Stored records
^^^^^^^^^^^^^^^^

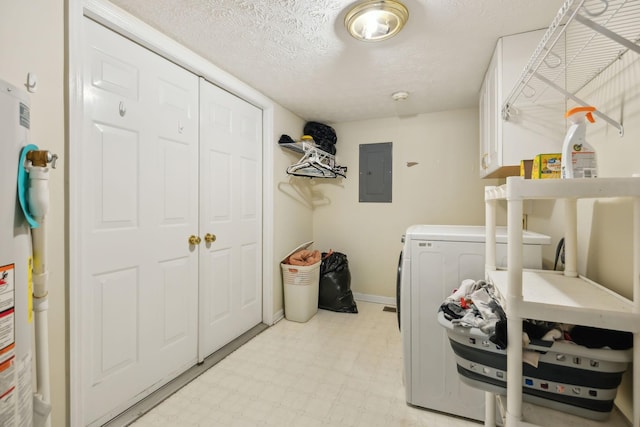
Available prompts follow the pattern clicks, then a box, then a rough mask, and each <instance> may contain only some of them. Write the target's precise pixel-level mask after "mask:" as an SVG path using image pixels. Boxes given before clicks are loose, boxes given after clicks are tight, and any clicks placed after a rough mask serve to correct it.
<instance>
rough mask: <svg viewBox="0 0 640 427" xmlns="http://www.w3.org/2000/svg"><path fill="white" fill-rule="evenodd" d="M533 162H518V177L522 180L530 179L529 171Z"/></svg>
mask: <svg viewBox="0 0 640 427" xmlns="http://www.w3.org/2000/svg"><path fill="white" fill-rule="evenodd" d="M532 168H533V160H520V176H521V177H523V178H524V179H531V169H532Z"/></svg>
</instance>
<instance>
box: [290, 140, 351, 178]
mask: <svg viewBox="0 0 640 427" xmlns="http://www.w3.org/2000/svg"><path fill="white" fill-rule="evenodd" d="M278 145H280V147H282V148H285V149H287V150H290V151H293V152H295V153H298V154H302V155H303V156H302V157H301V158H300V160H298V161H297V162H296V163H294V164H292V165H291V166H289V167H288V168H287V173H288V174H289V175H294V176H304V177H308V178H337V177H342V178H346V177H347V175H346V174H347V167H346V166H338V165H336V158H335V156H334V155H333V154H330V153H327V152H326V151H324V150H321V149H320V148H318V147H316V146H315V144H311V143H308V142H304V141H303V142H302V143H282V144H278Z"/></svg>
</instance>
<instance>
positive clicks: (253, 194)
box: [199, 80, 262, 359]
mask: <svg viewBox="0 0 640 427" xmlns="http://www.w3.org/2000/svg"><path fill="white" fill-rule="evenodd" d="M200 117H201V118H200V152H201V155H200V157H201V170H200V194H201V203H200V209H201V211H200V230H201V234H202V235H205V234H207V233H210V234H212V235H215V236H216V239H215V241H212V242H206V243H205V245H201V247H200V253H201V257H200V282H199V287H200V296H201V297H200V303H201V304H200V312H201V317H200V328H199V334H200V343H199V358H200V359H204V358H205V357H206V356H208V355H210V354H211V353H213V352H214V351H216V350H218V349H219V348H221V347H222V346H223V345H225V344H227V343H228V342H230V341H232V340H233V339H235V338H237V337H238V336H240V335H241V334H242V333H244V332H246V331H247V330H249V329H250V328H252V327H253V326H255V325H257V324H258V323H260V321H261V320H262V273H261V272H262V250H261V248H262V224H261V220H262V210H261V206H262V170H261V165H262V149H261V147H262V112H261V110H260V109H258V108H256V107H254V106H252V105H251V104H249V103H247V102H246V101H243V100H242V99H240V98H238V97H236V96H234V95H232V94H230V93H228V92H226V91H224V90H222V89H220V88H218V87H216V86H214V85H212V84H210V83H208V82H206V81H204V80H201V85H200Z"/></svg>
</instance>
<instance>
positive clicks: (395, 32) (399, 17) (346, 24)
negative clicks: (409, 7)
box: [344, 0, 409, 42]
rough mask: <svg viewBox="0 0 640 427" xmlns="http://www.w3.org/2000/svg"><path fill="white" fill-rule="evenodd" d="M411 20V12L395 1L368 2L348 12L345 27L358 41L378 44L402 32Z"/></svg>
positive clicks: (377, 1) (348, 11)
mask: <svg viewBox="0 0 640 427" xmlns="http://www.w3.org/2000/svg"><path fill="white" fill-rule="evenodd" d="M408 19H409V11H408V10H407V8H406V7H405V6H404V5H403V4H402V3H400V2H398V1H395V0H367V1H364V2H361V3H358V4H356V5H355V6H354V7H352V8H351V10H349V11H348V12H347V15H346V16H345V18H344V25H345V26H346V27H347V30H348V31H349V34H351V35H352V36H353V37H355V38H356V39H358V40H362V41H365V42H376V41H382V40H386V39H388V38H390V37H393V36H395V35H396V34H398V33H399V32H400V30H401V29H402V27H404V24H405V23H406V22H407V20H408Z"/></svg>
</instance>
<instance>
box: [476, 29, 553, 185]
mask: <svg viewBox="0 0 640 427" xmlns="http://www.w3.org/2000/svg"><path fill="white" fill-rule="evenodd" d="M544 33H545V32H544V30H538V31H532V32H528V33H522V34H516V35H513V36H506V37H502V38H500V39H499V40H498V43H497V45H496V48H495V51H494V53H493V57H492V59H491V63H490V64H489V68H488V69H487V72H486V74H485V77H484V81H483V84H482V88H481V90H480V105H479V110H480V176H481V177H482V178H503V177H506V176H511V175H518V174H519V173H520V160H524V159H532V158H533V157H535V155H537V154H541V153H558V152H560V150H561V148H562V138H563V135H564V131H565V120H564V110H565V103H564V96H563V95H562V94H559V93H557V92H555V91H552V90H549V91H548V92H547V93H540V92H539V91H536V90H535V89H533V88H530V90H528V91H527V89H529V88H525V90H524V96H523V97H522V99H523V101H522V102H520V103H519V105H518V107H517V109H515V108H514V109H511V111H510V116H509V120H504V119H503V117H502V105H503V103H504V102H505V100H506V99H507V97H508V96H509V94H510V92H511V90H512V88H513V87H514V86H515V85H516V83H517V81H518V79H519V77H520V76H521V74H522V71H523V69H524V68H525V65H527V61H528V60H529V58H530V56H531V52H533V51H534V50H535V48H536V46H537V45H538V43H539V42H540V39H541V38H542V36H543V35H544ZM559 43H560V42H559ZM528 98H530V99H531V100H532V101H531V102H527V99H528ZM533 99H535V100H536V102H535V103H534V102H533ZM529 113H535V114H529Z"/></svg>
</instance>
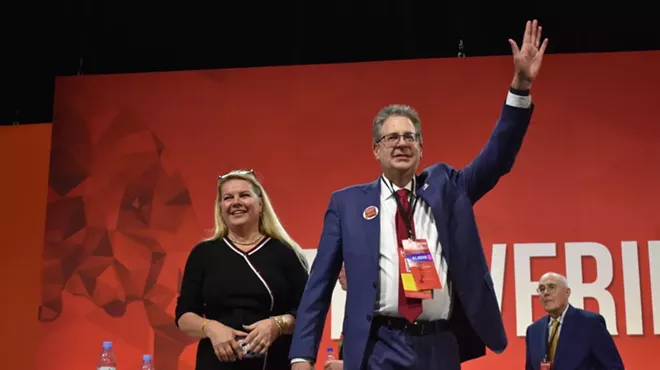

^^^^^^^^^^^^^^^^

Exercise =
Please copy the data above character for character, skipping any pictures.

Answer to the problem =
Available prompts follow the pattern clicks, then a box, then a rough mask, and each <instance> may contain only some of them. Write the target's precise pixel-level mask after "mask:" as an SVG path using image pixels. Boxes given before clicks are loose, boxes given after clicks are tight, and any clicks placed after a rough mask serve to correct it.
<instance>
rough mask: <svg viewBox="0 0 640 427" xmlns="http://www.w3.org/2000/svg"><path fill="white" fill-rule="evenodd" d="M533 162H518V177L522 180L530 179L529 171Z"/></svg>
mask: <svg viewBox="0 0 640 427" xmlns="http://www.w3.org/2000/svg"><path fill="white" fill-rule="evenodd" d="M532 168H533V160H520V176H521V177H523V178H524V179H531V169H532Z"/></svg>
</instance>
<instance>
box: [290, 140, 351, 178]
mask: <svg viewBox="0 0 640 427" xmlns="http://www.w3.org/2000/svg"><path fill="white" fill-rule="evenodd" d="M278 145H280V147H282V148H285V149H287V150H290V151H293V152H295V153H298V154H302V155H303V156H302V157H301V158H300V160H298V161H297V162H296V163H294V164H292V165H291V166H289V167H288V168H287V173H288V174H289V175H294V176H304V177H308V178H337V177H342V178H346V177H347V175H346V174H347V167H346V166H338V165H336V158H335V156H334V155H333V154H330V153H327V152H326V151H324V150H321V149H320V148H318V147H316V146H315V144H311V143H308V142H304V141H303V142H302V143H282V144H278Z"/></svg>
</instance>
<instance>
positive clicks: (253, 194)
box: [199, 80, 262, 359]
mask: <svg viewBox="0 0 640 427" xmlns="http://www.w3.org/2000/svg"><path fill="white" fill-rule="evenodd" d="M200 117H201V118H200V152H201V155H200V157H201V170H200V194H201V203H200V209H201V211H200V230H201V234H202V235H205V234H207V233H210V234H212V235H215V236H216V239H215V241H212V242H206V243H205V245H201V247H200V253H201V257H200V282H199V287H200V296H201V297H200V303H201V304H200V312H201V317H200V328H199V334H200V343H199V358H200V359H204V358H205V357H206V356H208V355H210V354H211V353H213V352H214V351H216V350H218V349H219V348H221V347H222V346H223V345H225V344H227V343H228V342H230V341H232V340H233V339H235V338H237V337H238V336H240V335H241V334H242V333H244V332H246V331H247V330H249V329H250V328H252V327H253V326H255V325H257V324H258V323H260V321H261V320H262V273H261V272H262V250H261V248H262V224H261V220H262V210H261V206H262V170H261V165H262V149H261V147H262V112H261V110H260V109H258V108H256V107H254V106H252V105H251V104H249V103H247V102H246V101H243V100H242V99H240V98H238V97H236V96H234V95H232V94H230V93H228V92H226V91H224V90H222V89H220V88H218V87H216V86H214V85H212V84H210V83H208V82H206V81H204V80H201V85H200Z"/></svg>
</instance>
<instance>
positive clicks: (395, 32) (399, 17) (346, 24)
negative clicks: (409, 7)
box: [344, 0, 409, 42]
rough mask: <svg viewBox="0 0 640 427" xmlns="http://www.w3.org/2000/svg"><path fill="white" fill-rule="evenodd" d="M411 20V12L395 1L368 2L348 12L345 27L358 41L378 44L402 32Z"/></svg>
positive clicks: (377, 1) (348, 11)
mask: <svg viewBox="0 0 640 427" xmlns="http://www.w3.org/2000/svg"><path fill="white" fill-rule="evenodd" d="M408 19H409V11H408V10H407V8H406V7H405V6H404V5H403V4H402V3H400V2H398V1H395V0H367V1H364V2H361V3H358V4H356V5H355V6H354V7H352V8H351V10H349V11H348V12H347V15H346V16H345V18H344V25H345V26H346V27H347V30H348V31H349V34H351V35H352V36H353V37H355V38H356V39H358V40H362V41H365V42H376V41H382V40H386V39H388V38H390V37H393V36H395V35H396V34H398V33H399V32H400V30H401V29H402V27H404V24H405V23H406V22H407V20H408Z"/></svg>
</instance>
<instance>
box: [476, 29, 553, 185]
mask: <svg viewBox="0 0 640 427" xmlns="http://www.w3.org/2000/svg"><path fill="white" fill-rule="evenodd" d="M544 33H545V32H544V30H538V31H532V32H528V33H522V34H516V35H513V36H506V37H502V38H500V39H499V40H498V43H497V45H496V48H495V51H494V53H493V57H492V59H491V63H490V64H489V68H488V69H487V72H486V74H485V77H484V81H483V84H482V88H481V90H480V105H479V110H480V176H481V177H482V178H503V177H506V176H511V175H518V174H519V173H520V160H524V159H532V158H533V157H535V155H537V154H541V153H558V152H560V150H561V148H562V138H563V135H564V131H565V120H564V110H565V103H564V96H563V95H562V94H559V93H557V92H555V91H552V90H549V91H548V92H547V93H540V92H539V91H536V90H535V89H533V88H530V90H528V91H527V89H529V88H525V90H524V96H523V97H522V99H523V101H522V102H520V103H519V105H518V107H517V109H515V108H514V109H511V111H510V116H509V120H504V119H503V117H502V105H503V103H504V102H505V100H506V99H507V97H508V96H509V94H510V92H511V90H512V88H513V87H514V86H515V85H516V83H517V81H518V79H519V77H520V76H521V74H522V71H523V69H524V68H525V65H527V61H528V60H529V58H530V56H531V52H533V51H534V50H535V48H536V46H537V45H538V43H539V42H540V39H541V38H542V36H543V35H544ZM559 43H560V42H559ZM528 98H530V99H531V100H532V101H531V102H527V99H528ZM533 99H535V100H536V102H535V103H534V102H533ZM529 113H535V114H529Z"/></svg>
</instance>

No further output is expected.